> [What to do]
a) Rewrite the paragraph beginning "There are four parties" from the money-transfer passage below as a shorter list that keeps its main facts.
b) In the money-transfer passage below, whose account does the money paid to the receiver come from?
--- Document text ---
There are four parties; the customer, two agents and the receiver. The customer
will approach the first agent and ask him to send money to the receiver in
another country. For illustration, let us say that the amount is RM20,000. The
first agent will contact the second agent (usually a family member of the first
agent) and instruct the second agent to give the requested amount to the receiver.
The money will come from the account of the second agent so there is no actual
movement of fund from the customer or from the first agent. Since there is no
record, it will be difficult to trace the sources or movement of the fund. The
agents will be paid commission. Technically, this is not really a placement but
this method is often used to avoid scrutiny in moving illegitimate fund.
However, the size is limited as any sudden large movement of fund can raise
suspicion.
--- Supplied material ---
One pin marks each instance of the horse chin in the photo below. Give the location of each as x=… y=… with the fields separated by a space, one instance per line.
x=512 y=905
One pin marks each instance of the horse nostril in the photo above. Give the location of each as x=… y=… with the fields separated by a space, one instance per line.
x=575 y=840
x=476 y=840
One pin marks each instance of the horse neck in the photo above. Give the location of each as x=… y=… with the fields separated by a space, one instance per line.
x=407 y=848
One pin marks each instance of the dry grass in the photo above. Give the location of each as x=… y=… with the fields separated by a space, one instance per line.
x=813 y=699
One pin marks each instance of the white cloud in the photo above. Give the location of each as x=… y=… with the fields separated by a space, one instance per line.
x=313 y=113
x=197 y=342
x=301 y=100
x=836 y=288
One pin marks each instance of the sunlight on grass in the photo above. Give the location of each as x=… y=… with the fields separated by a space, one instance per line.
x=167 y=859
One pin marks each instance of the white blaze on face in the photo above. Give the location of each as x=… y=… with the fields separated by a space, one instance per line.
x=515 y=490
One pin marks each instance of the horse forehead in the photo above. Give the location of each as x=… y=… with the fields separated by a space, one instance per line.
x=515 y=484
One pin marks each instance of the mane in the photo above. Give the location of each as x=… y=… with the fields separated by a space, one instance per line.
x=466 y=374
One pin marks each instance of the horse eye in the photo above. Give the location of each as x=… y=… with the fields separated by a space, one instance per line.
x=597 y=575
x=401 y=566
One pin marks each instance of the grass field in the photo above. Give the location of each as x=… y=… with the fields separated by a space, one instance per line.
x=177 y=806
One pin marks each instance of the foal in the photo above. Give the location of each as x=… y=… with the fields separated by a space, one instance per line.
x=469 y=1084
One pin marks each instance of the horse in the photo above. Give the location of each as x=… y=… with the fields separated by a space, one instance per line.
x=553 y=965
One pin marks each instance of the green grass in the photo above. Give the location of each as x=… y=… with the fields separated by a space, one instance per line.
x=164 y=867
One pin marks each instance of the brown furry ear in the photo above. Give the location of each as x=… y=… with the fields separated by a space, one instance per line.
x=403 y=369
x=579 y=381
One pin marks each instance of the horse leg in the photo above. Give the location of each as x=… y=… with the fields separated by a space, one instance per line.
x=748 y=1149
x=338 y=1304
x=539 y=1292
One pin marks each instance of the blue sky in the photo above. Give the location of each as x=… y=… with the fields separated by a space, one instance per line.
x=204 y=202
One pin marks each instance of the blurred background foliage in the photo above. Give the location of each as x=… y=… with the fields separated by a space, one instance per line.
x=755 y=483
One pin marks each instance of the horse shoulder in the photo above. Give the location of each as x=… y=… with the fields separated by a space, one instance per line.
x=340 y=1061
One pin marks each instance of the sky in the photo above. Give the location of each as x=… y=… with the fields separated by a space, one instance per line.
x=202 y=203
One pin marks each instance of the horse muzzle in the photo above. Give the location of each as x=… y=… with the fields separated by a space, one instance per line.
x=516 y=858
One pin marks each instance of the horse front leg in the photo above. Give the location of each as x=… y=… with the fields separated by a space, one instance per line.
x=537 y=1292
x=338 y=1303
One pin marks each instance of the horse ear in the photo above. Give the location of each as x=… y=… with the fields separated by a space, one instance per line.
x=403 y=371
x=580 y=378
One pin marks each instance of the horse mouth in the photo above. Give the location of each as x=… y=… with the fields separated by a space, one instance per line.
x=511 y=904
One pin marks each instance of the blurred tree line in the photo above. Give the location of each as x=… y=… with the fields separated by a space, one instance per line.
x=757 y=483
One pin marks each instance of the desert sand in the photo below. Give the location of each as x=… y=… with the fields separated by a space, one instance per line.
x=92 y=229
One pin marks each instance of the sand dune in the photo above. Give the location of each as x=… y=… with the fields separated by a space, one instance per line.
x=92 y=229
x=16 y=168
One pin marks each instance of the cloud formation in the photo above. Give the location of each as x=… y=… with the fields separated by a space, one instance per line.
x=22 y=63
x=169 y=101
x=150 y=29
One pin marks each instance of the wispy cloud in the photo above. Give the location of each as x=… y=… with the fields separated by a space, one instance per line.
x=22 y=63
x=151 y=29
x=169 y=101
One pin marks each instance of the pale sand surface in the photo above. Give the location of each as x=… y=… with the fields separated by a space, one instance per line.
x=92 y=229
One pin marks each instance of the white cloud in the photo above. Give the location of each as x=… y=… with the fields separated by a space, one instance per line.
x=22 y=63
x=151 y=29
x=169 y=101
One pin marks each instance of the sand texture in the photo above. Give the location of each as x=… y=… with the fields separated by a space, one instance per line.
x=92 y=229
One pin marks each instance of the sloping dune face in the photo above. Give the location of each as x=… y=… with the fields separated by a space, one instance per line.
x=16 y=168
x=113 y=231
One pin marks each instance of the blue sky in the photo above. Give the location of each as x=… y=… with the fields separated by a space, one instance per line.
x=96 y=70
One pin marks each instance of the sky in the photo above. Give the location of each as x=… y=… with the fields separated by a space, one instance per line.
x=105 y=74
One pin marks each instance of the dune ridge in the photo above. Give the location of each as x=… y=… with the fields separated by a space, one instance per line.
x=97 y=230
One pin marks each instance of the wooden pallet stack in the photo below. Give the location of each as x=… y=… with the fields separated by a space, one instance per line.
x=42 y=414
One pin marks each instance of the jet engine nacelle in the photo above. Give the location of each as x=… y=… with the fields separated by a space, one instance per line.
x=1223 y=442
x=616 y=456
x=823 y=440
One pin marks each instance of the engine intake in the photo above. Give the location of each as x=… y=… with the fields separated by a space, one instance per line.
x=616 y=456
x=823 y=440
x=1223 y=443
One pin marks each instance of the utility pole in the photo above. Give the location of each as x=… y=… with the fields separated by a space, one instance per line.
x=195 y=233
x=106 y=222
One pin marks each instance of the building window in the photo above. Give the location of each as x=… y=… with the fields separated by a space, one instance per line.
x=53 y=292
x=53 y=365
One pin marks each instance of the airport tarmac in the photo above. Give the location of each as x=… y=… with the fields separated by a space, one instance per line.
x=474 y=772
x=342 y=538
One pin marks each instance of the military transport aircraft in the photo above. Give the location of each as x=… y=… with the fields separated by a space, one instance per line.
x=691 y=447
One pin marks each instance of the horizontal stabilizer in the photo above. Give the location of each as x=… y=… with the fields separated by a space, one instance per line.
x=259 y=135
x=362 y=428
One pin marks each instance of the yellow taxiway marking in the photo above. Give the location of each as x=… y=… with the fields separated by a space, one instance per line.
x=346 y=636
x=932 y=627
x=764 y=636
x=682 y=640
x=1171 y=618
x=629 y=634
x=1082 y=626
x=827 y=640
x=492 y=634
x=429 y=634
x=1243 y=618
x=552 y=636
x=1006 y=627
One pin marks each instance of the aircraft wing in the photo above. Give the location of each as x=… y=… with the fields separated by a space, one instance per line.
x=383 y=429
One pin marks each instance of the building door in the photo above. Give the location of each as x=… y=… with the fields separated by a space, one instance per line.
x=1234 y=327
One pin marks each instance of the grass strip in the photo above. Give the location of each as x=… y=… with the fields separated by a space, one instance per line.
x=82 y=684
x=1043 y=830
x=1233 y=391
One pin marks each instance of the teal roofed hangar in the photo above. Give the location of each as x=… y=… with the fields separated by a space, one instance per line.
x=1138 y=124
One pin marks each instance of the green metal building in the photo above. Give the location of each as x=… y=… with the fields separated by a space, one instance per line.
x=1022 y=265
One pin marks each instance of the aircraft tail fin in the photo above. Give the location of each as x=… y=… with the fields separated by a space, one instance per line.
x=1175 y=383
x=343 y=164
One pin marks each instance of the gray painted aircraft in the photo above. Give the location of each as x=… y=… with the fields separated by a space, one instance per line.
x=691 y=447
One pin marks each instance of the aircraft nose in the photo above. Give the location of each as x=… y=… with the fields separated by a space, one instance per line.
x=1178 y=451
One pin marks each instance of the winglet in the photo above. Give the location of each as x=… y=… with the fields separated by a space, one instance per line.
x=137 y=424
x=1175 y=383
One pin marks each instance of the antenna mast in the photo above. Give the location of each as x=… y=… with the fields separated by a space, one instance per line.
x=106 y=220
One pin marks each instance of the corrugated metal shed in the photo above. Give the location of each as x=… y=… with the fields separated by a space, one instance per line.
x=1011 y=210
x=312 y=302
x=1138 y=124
---
> [Answers given]
a)
- Four parties are involved: the customer, two agents and the receiver.
- The customer asks the first agent to send money (for example, RM20,000) to a receiver in another country.
- The first agent tells the second agent, usually a family member, to pay the receiver.
- The money comes from the second agent's account, so no funds actually move from the customer or the first agent.
- With no record, the sources and movement of the fund are hard to trace.
- The agents earn a commission.
- It is not really a placement, but it is often used to move illegitimate funds without scrutiny.
- Amounts stay limited because a sudden large movement of funds can raise suspicion.

b) It comes from the second agent's account.